● DESCRIÇÃO DA TAREFA
Segundo o texto sobre o gato, onde o branquelo costumava viver, de acordo com o que conta uma vizinha?

● TRECHO DO TEXTO

Mas eu não contava com a postura destemida e insistente de quem vem miar justamente embaixo do meu recanto, o qual está atualmente repleto de mudas de plantas. "Quem cuida de plantas, cuida de gatos", pensei.

- Entra, bichano, vamos ver o que podemos fazer por você.

Lhe dei cafunés e carinho, um pouco de diversão, e ração de cachorro fornecida pela vizinha - que, uma pena, não gosta de gatos... e vamos eu e o felino assustado rua afora, bater palmas casa por casa na tentativa de descobrir qual ironia nos colocou frente a frente, justo eu, justo eu...

Muitas tentativas depois, uma vizinha enfim me conta que o branquelo costumava viver num apartamento de frente ao meu - bem que eu suspeitava - e que a dona decerto o viria buscar; fiz minha parte, procurei entre fileiras de desconhecidos e até mesmo entre inimigos declarados um contato com a suposta dona. Em vão. Chamadas sem retorno, ideal despedaçado. Começo a imaginar que é um caso clássico de abandono proposital.

Ou o famoso problema de outra pessoa. Se tornou rotineiro jogar fora o que não te atende mais e fim de papo, sintomas da vida moderna. O velho celular vai para o lixo, o vestido usado uma única vez vai para o lixo, a caixa de sapatos que serviu de lar para o hamster de sua filha também, e se bobear, a sua própria filha vai para o lixo - se não compactuar com o que mamãe sempre quis. A falta de responsabilidade enfim conseguiu romper todas as barreiras restantes.

● DADOS FORNECIDOS

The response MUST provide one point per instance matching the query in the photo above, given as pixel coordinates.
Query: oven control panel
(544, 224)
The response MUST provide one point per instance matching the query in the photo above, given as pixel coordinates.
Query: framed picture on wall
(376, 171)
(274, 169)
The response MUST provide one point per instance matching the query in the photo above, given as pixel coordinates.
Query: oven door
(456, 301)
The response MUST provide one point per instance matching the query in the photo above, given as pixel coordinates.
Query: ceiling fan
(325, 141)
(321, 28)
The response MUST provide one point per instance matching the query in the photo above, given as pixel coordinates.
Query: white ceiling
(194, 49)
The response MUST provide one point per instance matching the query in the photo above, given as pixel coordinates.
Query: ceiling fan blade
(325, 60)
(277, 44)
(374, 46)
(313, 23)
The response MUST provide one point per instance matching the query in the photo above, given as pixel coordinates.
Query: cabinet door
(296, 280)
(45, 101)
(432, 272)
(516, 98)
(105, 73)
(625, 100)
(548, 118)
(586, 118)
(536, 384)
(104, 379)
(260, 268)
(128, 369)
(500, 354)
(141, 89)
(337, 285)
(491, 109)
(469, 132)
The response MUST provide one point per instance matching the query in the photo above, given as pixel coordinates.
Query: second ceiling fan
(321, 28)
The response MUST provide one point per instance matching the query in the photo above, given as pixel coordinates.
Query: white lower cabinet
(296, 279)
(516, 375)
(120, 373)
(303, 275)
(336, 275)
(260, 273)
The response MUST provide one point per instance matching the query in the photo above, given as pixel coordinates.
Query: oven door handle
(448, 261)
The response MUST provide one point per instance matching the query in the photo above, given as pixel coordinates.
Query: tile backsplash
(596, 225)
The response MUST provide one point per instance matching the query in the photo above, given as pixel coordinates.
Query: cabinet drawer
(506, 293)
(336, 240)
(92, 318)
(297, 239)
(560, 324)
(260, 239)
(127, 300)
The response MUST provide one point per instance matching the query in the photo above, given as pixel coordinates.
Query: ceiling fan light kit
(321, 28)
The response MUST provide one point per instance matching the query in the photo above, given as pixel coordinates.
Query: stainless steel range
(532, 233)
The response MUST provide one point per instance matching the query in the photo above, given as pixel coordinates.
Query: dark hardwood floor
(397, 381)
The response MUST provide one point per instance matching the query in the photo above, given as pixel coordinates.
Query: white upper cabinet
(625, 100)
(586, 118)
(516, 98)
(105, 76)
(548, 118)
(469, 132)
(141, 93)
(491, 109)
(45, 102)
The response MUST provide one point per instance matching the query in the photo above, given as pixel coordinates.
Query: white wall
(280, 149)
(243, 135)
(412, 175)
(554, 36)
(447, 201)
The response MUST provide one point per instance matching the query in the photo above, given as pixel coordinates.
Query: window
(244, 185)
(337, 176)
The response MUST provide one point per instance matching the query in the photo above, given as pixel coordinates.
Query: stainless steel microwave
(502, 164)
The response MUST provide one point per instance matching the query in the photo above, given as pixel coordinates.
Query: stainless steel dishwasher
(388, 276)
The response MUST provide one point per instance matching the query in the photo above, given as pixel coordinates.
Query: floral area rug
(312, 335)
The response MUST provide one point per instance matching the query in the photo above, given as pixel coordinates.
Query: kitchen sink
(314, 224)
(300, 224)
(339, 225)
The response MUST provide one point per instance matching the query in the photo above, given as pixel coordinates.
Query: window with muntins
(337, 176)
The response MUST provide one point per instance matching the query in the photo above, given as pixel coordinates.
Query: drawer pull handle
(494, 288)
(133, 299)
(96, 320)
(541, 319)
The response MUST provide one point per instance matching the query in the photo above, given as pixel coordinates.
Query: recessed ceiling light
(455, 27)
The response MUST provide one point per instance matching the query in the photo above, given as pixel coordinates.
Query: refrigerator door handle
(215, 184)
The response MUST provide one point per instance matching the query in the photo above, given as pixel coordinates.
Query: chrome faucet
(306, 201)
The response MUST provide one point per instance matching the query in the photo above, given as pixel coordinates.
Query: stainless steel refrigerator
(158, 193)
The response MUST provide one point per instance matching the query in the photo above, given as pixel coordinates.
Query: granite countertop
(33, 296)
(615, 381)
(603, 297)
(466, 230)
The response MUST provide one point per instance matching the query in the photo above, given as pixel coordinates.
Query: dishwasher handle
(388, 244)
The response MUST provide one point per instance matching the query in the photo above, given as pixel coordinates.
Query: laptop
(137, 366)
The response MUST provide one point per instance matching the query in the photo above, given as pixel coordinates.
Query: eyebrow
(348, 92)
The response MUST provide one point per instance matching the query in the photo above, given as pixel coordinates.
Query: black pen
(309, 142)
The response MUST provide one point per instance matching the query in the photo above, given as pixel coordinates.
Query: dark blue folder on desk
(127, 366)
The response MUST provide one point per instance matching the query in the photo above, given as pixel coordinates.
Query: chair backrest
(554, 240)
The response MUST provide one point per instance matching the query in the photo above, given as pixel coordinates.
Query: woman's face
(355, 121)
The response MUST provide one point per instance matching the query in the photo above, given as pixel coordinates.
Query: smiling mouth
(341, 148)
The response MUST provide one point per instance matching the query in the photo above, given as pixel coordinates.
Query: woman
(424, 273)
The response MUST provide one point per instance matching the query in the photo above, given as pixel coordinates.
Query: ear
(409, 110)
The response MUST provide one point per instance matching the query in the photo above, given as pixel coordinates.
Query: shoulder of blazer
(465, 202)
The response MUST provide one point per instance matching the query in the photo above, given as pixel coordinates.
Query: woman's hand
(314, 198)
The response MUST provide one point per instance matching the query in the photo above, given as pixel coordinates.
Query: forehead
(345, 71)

● CAMPO DE RESPOSTA
Num apartamento em frente ao de quem narra o texto.